Document passage —
────────────────
Among the hundreds of publications by our researchers in 2007, two studies by scientists associated with Huntsman Cancer Institute (HCI) revealed important discoveries about a type of sarcoma and breast cancer. Both studies explored fundamental questions about the origin and behavior of cancer, and the answers they found can be applied to developing new treatments for the disease. In addition, both studies demonstrated the power of the mouse as a model system for cancer that closely resembles human disease. In the mouse “model system,” scientists can easily create experiments to test ideas about the origins of cancer and potential new treatments.

Origins of Synovial Sarcoma An article in the journal Cancer Cell reports that synovial sarcoma develops in muscle cell precursors known as myoblasts. Synovial sarcomas arise in tissues near joints such as the knee or elbow. They can metastasize to the lungs, lymph nodes, and bone marrow. The disease most often strikes adolescents and young adults, and the five-year survival rates can be as low as 25 percent.
────────────────
The data —

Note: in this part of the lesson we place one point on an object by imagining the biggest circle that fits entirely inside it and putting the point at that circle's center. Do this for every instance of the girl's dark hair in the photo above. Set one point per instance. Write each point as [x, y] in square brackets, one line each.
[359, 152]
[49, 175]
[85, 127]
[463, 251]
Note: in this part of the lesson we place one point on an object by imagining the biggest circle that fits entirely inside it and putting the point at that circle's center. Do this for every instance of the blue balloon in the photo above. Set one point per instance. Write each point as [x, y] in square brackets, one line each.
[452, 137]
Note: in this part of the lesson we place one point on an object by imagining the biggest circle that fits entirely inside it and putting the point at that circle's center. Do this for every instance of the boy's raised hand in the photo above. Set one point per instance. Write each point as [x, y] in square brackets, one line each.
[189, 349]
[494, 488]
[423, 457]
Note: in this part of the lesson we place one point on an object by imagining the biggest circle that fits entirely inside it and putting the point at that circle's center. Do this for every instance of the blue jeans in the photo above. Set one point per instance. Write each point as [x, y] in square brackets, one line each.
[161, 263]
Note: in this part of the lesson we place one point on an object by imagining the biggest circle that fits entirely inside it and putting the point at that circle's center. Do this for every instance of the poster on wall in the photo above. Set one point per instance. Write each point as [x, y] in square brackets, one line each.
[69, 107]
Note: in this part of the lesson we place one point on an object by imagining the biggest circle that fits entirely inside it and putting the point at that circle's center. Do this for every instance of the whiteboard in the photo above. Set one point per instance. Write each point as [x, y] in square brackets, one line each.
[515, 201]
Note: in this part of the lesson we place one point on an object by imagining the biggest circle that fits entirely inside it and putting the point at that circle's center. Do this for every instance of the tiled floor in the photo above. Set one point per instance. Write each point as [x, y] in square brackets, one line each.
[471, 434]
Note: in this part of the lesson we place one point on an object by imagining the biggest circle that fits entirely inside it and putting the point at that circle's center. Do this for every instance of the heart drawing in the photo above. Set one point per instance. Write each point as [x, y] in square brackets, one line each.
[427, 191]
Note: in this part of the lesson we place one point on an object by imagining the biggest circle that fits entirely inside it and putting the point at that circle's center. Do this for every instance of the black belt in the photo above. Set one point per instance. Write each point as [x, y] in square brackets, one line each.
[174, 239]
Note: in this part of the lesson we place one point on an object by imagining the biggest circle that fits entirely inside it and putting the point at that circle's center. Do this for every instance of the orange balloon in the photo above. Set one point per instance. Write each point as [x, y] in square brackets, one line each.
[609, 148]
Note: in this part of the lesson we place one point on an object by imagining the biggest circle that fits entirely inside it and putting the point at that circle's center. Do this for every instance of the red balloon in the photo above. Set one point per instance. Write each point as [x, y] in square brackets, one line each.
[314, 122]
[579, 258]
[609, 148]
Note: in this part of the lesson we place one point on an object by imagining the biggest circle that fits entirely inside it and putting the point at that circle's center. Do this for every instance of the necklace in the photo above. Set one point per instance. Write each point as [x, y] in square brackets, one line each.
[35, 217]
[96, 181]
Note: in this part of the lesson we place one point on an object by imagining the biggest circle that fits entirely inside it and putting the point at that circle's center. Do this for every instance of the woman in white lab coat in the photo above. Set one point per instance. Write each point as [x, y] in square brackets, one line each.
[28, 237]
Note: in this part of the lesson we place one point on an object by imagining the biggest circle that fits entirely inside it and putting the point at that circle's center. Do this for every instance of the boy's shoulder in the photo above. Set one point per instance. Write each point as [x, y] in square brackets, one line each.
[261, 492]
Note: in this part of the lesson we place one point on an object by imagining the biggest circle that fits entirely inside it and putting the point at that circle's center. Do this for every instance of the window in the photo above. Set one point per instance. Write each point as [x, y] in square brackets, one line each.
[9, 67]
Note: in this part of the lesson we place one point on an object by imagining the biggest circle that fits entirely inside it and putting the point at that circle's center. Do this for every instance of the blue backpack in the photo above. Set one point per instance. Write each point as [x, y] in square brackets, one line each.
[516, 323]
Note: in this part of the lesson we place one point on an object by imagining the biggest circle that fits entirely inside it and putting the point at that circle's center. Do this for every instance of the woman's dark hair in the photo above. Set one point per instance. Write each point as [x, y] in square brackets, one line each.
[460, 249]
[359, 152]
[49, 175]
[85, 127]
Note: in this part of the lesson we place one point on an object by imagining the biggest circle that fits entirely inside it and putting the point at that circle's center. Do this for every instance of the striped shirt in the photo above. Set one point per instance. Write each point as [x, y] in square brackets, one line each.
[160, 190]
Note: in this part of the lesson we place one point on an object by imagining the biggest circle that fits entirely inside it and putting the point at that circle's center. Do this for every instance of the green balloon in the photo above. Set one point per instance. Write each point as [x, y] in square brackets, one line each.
────────────────
Can you return the portion of the cancer research text starting with "Origins of Synovial" and going on through "as 25 percent.", copied word for word?

Origins of Synovial Sarcoma An article in the journal Cancer Cell reports that synovial sarcoma develops in muscle cell precursors known as myoblasts. Synovial sarcomas arise in tissues near joints such as the knee or elbow. They can metastasize to the lungs, lymph nodes, and bone marrow. The disease most often strikes adolescents and young adults, and the five-year survival rates can be as low as 25 percent.